— Start of MATERIAL FOR THIS TASK —

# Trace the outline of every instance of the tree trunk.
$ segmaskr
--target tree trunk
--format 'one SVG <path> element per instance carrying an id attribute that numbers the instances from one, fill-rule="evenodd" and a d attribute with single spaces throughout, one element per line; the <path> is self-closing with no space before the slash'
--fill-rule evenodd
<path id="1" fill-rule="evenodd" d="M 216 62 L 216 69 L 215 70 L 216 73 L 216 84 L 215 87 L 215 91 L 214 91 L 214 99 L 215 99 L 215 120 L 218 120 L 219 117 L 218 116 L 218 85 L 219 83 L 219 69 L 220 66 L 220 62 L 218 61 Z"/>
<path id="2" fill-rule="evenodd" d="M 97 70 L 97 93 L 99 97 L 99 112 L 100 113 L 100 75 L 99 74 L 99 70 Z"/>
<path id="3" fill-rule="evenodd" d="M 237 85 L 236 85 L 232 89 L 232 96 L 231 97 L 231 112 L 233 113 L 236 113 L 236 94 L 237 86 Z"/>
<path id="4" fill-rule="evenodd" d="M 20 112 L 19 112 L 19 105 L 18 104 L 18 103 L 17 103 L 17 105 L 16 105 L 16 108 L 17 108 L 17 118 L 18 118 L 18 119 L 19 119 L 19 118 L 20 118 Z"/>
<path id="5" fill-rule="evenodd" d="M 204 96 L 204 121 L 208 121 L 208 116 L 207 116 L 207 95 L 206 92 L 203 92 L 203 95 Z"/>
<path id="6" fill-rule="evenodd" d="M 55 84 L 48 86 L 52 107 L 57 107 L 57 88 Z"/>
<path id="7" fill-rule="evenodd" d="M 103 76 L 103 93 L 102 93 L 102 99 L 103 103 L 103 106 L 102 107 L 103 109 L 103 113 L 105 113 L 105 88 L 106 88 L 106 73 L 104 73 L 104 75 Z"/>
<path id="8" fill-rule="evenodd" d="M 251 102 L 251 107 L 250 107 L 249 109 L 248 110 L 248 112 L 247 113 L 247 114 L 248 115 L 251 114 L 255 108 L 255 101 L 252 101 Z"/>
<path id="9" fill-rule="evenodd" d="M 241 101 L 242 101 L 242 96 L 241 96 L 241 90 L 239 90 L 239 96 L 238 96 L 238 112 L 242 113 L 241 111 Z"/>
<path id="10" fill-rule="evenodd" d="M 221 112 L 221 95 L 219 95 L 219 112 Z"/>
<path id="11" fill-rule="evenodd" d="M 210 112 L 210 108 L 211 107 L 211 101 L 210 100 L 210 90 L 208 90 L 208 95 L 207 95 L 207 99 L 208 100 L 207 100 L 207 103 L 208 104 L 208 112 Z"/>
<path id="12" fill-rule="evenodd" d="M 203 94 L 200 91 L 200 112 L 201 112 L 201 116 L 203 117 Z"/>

— End of MATERIAL FOR THIS TASK —

== DIRECTION ==
Scale the lines from the start of the items through the line containing "97 L 99 112", inclusive, and give only those lines. Reproduce them in full with the requests unchanged, multiplying every number in the answer paths (the id values and the coordinates alike) by 0.3 and rounding to whole numbers, halves up.

== ANSWER FOR THE TASK ==
# Trace the outline of every instance of the tree trunk.
$ segmaskr
--target tree trunk
--format 'one SVG <path> element per instance carrying an id attribute that numbers the instances from one, fill-rule="evenodd" and a d attribute with single spaces throughout, one element per line; the <path> is self-closing with no space before the slash'
--fill-rule evenodd
<path id="0" fill-rule="evenodd" d="M 65 19 L 65 21 L 65 21 L 65 22 L 65 25 L 65 26 L 65 27 L 64 27 L 64 30 L 65 30 L 65 36 L 65 36 L 66 35 L 65 35 L 65 26 L 66 25 L 66 21 L 66 20 L 66 19 L 65 18 Z"/>
<path id="1" fill-rule="evenodd" d="M 29 21 L 29 28 L 30 29 L 30 34 L 30 34 L 30 23 L 30 22 L 30 21 Z"/>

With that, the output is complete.